» **Kutipan Pilihan**

- - - -

KAMPUNG SUSUN BAYAM DI TENGAH GEMERLAPNYA IBUKOTA: REFLEKSI MARJINALISASI SOSIAL


Halo para pembaca di manapun kalian berada!

Pada kesempatan kali ini, penulis baru saja melaksanakan Turun ke Bawah (TURBA) sebagai realisasi dari serangkaian kegiatan literasi sosial yang sudah dilakukan sebelumnya. Kali ini, penulis akan melaporkan permasalahan sosial yang masih terjadi di tengah gemerlapnya ibu kota.

Jakarta International Stadium (JIS) baru saja menjadi tempat perhelatan Piala Dunia U-17, sebuah prestasi luar biasa bagi republik kita. Namun, di tengah perhelatan akbar yang telah selesai dan dinilai sukses itu,terdapat suatu anomali yang seolah membuat publik buta terhadap situasi yang terjadi di sebuah kampung kecil yang ada di pinggir stadion tersebut.

Tersebutlah Kampung Susun Bayam (KSB) yang merupakan rumah susun yang dibangun pada 14 Maret 2019. Pembangunan rusun ini dikelola oleh tiga kontraktor utama dan diperuntukkan bagi 642 kepala keluarga atau 1.612 jiwa di Kampung Bayam, Papanggo-Tanjung Priok, Jakarta Utara yang tergusur karena proyek JIS.

Sebelumnya, mereka tinggal di tiga blok permukiman Kampung Bayam yang terdampak proyek tersebut. Mantan Gubernur Jakarta (2017 – 2022) Anies Baswedan sempat menjanjikan akan membagikan tempat tinggal pengganti untuk mengakomodasi warga Kampung Bayam yang tergusur. Permasalahan di Kampung Susun Bayam terjadi setelah rampungnya rusun tersebut, dimulai dari akses menuju rusun yang dijaga ketat oleh aparat keamanan, hal ini mengisyaratkan seolah ada sesuatu yang disembunyikan. Kondisi jalan seperti akses menuju area tambang atau perkebunan sawit, hancur dan berlumpur yang disebabkan oleh pembangunan LRT Jakarta Raya. Akses yang seharusnya menjadi jalan utama ditutup, tidak dibuka untuk warga Kampung Bayam atau pengunjung yang ingin menyambangi Kampung Susun Bayam.

- - - -

» **Tugas Anda**
1) Tolong sebutkan semua permasalahan di Kampung Susun Bayam yang muncul setelah rusun itu rampung, sesuai tulisan tentang Kampung Susun Bayam di atas.
2) Menurut tulisan tentang Kampung Susun Bayam, untuk berapa kepala keluarga rusun itu diperuntukkan?

» **Data Tersedia**

- - - -

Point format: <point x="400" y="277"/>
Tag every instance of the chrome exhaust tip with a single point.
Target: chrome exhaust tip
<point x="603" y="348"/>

- - - -

» **Jawaban per Tugas**
1)
- Akses menuju rusun dijaga ketat oleh aparat keamanan.
- Jalan menuju rusun hancur dan berlumpur akibat pembangunan LRT Jakarta Raya.
- Akses yang seharusnya menjadi jalan utama ditutup bagi warga Kampung Bayam dan pengunjung.

2) Untuk 642 kepala keluarga.